▸ EXTRACT
┄┄┄┄┄┄┄┄┄┄

May be you should explicitly use GROUP BY b.y in all of these queries.

I actually wanted to test GROUP BY n case too. But as you said, in these queries I have used b.y and modified some other queries to have positional notation in GROUP BY.
 

+-- FULL JOIN, should produce partial partition-wise aggregation plan as
+-- GROUP BY is on nullable column

In case of a FULL JOIN partition keys from the joining relations land on
nullable side; there is no key on non-nulllable side, so an aggregation on top
of FULL JOIN will always be partial partition-wise aggregation.


Yep.
Do you want me to add this explanation in the comment? I don't think so.

+
+-- Empty relations on LEFT side, no partition-wise agg plan.

Suggest: Empty join relation because of empty outer side.  I don't think we are
writing a negative test to check whether partition-wise agg plan is not chosen.
We are testing the case when the join relation is empty.

┄┄┄┄┄┄┄┄┄┄

▸ TASKS TO CARRY OUT
A – Summarize the review thread in two sentences.
B – From the review thread, output the stretch from "May be you should" through "partial partition-wise aggregation.".
C – Answer these questions using the review thread, one per line:
(i) What does the thread suggest explicitly using in all of the queries?
(ii) In a FULL JOIN, on which side do the partition keys from the joining relations land?
(iii) According to the last comment, what case is being tested?

▸ STORED DATA
┄┄┄┄┄┄┄┄┄┄

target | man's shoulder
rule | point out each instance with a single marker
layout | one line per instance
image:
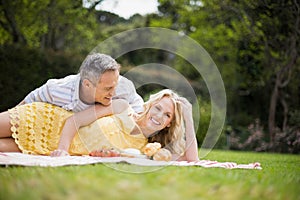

┄┄┄┄┄┄┄┄┄┄

▸ RESULTS
A – One participant suggests explicitly using GROUP BY b.y in the queries, and the reply says b.y is now used there while some other queries were changed to positional notation in GROUP BY. The thread also explains that with a FULL JOIN the partition keys land on the nullable side, so aggregation on top of it is always partial partition-wise aggregation, and it proposes rewording a test comment to "Empty join relation because of empty outer side."

B –
May be you should explicitly use GROUP BY b.y in all of these queries.

I actually wanted to test GROUP BY n case too. But as you said, in these queries I have used b.y and modified some other queries to have positional notation in GROUP BY.
 

+-- FULL JOIN, should produce partial partition-wise aggregation plan as
+-- GROUP BY is on nullable column

In case of a FULL JOIN partition keys from the joining relations land on
nullable side; there is no key on non-nulllable side, so an aggregation on top
of FULL JOIN will always be partial partition-wise aggregation.

C –
(i) GROUP BY b.y
(ii) The nullable side
(iii) The case when the join relation is empty